__WORK TO DO__:
Locate every line in the data below that contains the word "floor" and copy each of those lines.

__RECORDS SHOWN__:
begin
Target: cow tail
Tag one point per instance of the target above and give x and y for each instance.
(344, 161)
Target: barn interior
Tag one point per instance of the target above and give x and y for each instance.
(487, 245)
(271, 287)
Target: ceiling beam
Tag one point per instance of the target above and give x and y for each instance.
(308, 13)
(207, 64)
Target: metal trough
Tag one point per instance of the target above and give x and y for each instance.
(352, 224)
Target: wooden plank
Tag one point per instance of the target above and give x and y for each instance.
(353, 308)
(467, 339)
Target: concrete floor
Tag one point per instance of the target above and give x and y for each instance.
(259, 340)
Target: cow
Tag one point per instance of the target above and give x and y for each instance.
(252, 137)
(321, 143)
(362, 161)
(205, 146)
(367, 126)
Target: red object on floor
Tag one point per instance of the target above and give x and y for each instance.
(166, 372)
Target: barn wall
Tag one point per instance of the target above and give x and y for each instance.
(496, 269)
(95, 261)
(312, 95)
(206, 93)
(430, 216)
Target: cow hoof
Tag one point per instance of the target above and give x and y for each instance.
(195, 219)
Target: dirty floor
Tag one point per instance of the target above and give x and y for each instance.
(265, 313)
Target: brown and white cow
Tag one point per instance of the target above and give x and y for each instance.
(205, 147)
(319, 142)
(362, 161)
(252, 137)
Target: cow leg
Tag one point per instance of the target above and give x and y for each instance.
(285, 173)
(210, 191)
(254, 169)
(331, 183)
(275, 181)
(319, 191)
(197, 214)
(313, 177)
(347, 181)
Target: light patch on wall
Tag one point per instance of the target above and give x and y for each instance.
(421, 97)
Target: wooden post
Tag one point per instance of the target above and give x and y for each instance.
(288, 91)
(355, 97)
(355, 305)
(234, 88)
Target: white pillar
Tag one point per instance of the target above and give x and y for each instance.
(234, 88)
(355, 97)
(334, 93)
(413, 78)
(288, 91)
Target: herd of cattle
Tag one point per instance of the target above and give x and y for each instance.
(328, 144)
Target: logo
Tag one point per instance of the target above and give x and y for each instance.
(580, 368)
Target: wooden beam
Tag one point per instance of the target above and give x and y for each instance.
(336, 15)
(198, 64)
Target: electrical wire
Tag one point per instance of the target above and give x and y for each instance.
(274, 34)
end
begin
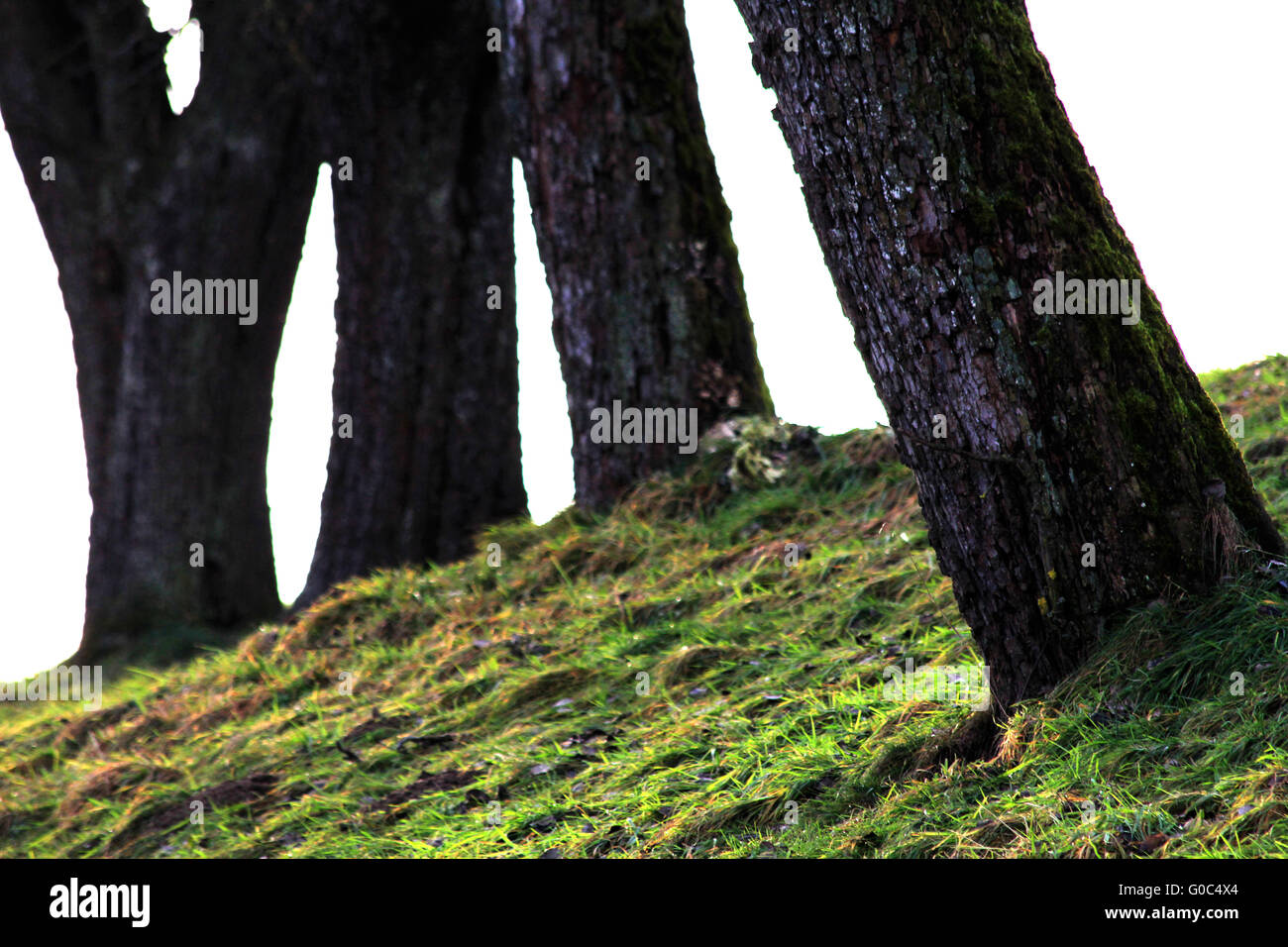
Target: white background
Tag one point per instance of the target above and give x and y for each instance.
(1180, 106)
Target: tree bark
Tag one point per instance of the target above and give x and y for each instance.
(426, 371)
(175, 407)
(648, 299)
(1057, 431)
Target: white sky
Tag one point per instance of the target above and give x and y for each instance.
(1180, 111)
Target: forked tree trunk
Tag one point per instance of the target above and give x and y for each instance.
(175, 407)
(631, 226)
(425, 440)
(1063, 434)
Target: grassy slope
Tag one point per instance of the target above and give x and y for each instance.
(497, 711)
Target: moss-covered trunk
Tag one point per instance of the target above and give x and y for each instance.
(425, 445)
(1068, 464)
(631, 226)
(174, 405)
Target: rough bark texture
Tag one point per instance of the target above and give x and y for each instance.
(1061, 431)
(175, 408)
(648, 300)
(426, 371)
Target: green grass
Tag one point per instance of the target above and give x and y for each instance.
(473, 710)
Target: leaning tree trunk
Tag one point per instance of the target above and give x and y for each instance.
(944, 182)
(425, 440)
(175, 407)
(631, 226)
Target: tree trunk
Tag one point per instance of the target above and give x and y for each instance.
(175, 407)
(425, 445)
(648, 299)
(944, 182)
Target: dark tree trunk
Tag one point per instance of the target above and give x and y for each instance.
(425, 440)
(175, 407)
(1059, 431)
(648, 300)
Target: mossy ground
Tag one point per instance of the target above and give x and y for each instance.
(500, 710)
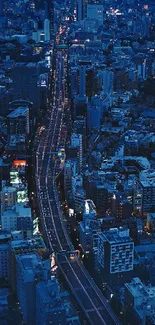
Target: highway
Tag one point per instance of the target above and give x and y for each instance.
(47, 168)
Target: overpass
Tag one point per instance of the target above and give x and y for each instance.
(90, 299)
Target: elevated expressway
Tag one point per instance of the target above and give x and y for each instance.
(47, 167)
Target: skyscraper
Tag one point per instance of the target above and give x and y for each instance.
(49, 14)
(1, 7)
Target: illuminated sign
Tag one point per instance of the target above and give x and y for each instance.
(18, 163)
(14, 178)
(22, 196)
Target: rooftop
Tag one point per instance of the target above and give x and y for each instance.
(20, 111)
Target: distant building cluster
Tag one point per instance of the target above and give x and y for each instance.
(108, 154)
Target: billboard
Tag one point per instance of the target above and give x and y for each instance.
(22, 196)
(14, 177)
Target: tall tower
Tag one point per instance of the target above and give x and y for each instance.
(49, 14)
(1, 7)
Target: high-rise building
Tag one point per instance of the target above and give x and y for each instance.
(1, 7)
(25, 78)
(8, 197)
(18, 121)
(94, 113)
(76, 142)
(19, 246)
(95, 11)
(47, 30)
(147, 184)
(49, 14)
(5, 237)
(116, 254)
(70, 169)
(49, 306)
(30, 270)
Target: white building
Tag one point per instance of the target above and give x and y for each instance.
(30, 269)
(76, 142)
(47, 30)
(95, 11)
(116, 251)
end
__RESULT__:
Target: concrete floor
Target: red object on floor
Target: dirty floor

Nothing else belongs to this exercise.